L’ESSEC, Rothschild & Co, Danone, Wendel. Sa carrière était toute tracée. Mais les regrets auraient été bien trop insoutenables. En 2007, Fanny Picard choisit la voie de l’entrepreneuriat – plutôt que la politique – en créant le fonds à impact positif Alter Equity. Pour contribuer, à son échelle, à façonner un monde un peu plus durable demain. Un peu plus raisonnable. Et ce, sans renoncer à la croissance. Pour l’entrepreneure, la croissance verte n’est pas un oxymore ! Alter Equity, en finançant des projets utiles pour tous et l’environnement, en est la preuve. Fanny Picard le sait, nous sommes sur un bateau qui s’apprête à couler. Si et seulement si nous ne faisons rien. États, entreprises et consommateurs se doivent de changer leurs habitudes qui ont bien trop longtemps essoré la planète. À l’ère de la mondialisation, le seul engagement de la France ne suffira pas. À celle du vieillissement démographique, la prise de conscience des jeunes générations ne suffira pas non plus. Entretien.

_____

• Votre objectif:
Poursuivez le passage consacré à Fanny Picard et au fonds Alter Equity à partir de sa dernière phrase. Les entrées ne sont d'aucune utilité ici.

• Extraits de données:
_____

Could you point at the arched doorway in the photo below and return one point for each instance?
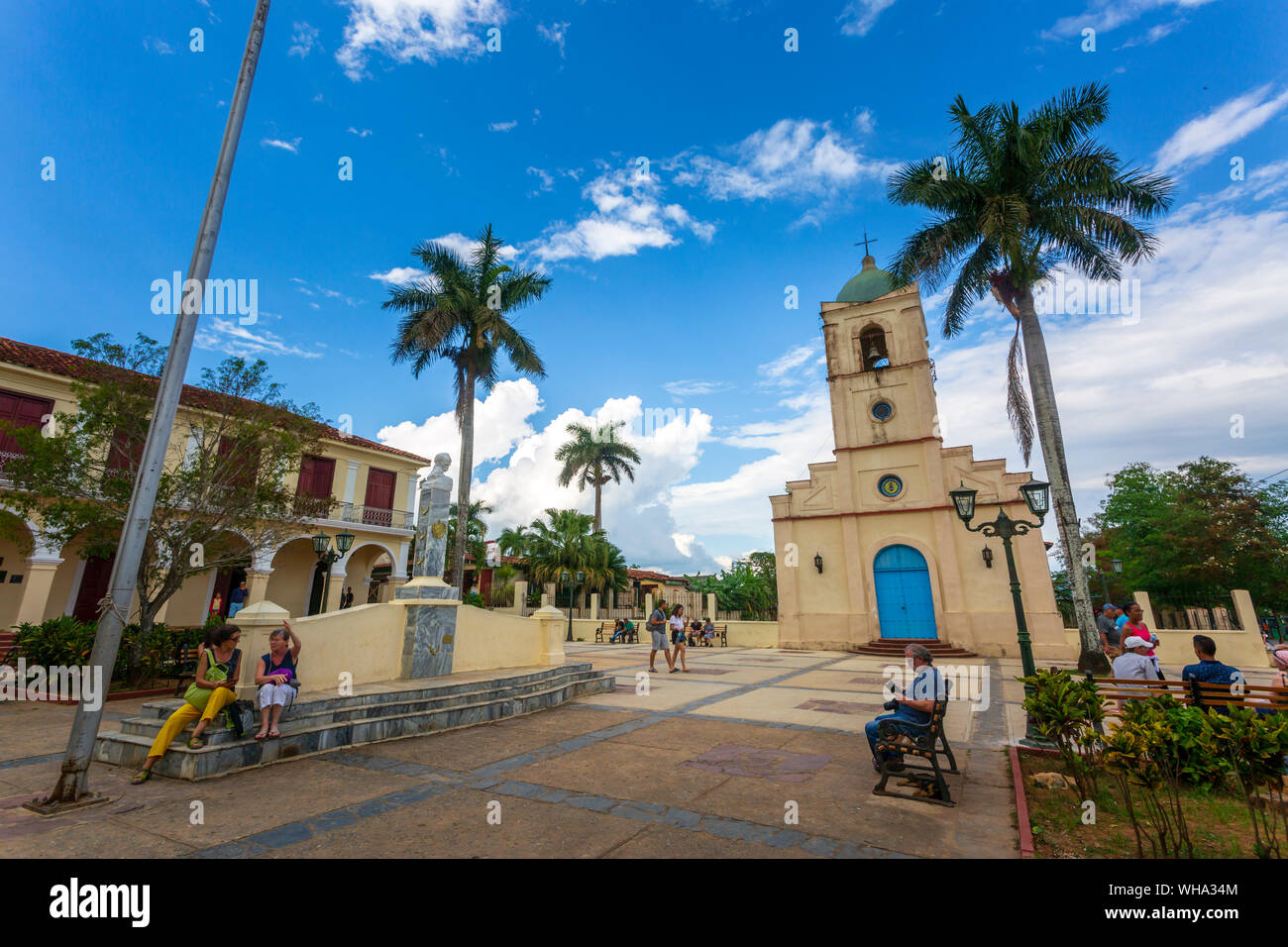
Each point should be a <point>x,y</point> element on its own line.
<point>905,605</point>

_____

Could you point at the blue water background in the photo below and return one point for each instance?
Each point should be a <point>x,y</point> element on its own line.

_____

• Résultat attendu:
Alter Equity en chiffres
2007, année de lancement
12, le nombre de collaborateurs
28, le nombre d’entreprises soutenues (au 1er septembre 2023)
150 millions, en euros le montant global des actifs sous gestion

Alter Equity, au départ, ce devait être un fonds bien plus social qu’environnemental ?

Absolument. J’ai commencé ma carrière en 1992 chez Rothschild & Co, dans le domaine de la fusion-acquisition. Avant de rejoindre Danone aux côtés d’Emmanuel Faber, puis Wendel en tant que directrice des opérations financières. C’est là-bas que mes valeurs, celles que ma famille m’a transmises, se sont confrontées à des comportements modérément éthiques, notamment de la part de la direction générale. Des pratiques que je ne pouvais pas accepter, alors je suis partie. En parallèle, j’étais engagée au sein de Mozaik RH, un cabinet qui promeut l’inclusion et la diversité. Je pensais alors créer un fonds qui financerait les projets des jeunes issus de la diversité. Et puis j’ai rencontré Alain Grandjean (économiste et associé-fondateur avec Jean-Marc Jancovici de Carbone4, ndlr), qui m’a fait prendre conscience de la gravité des dérèglements environnementaux. Je devais aussi intégrer la démarche environnementale dans mon projet : à quoi Alter Equity servira s’il finance un projet certes d’un jeune issu de la diversité mais nocif pour l’environnement ou qui propose une alimentation dangereuse pour la santé ?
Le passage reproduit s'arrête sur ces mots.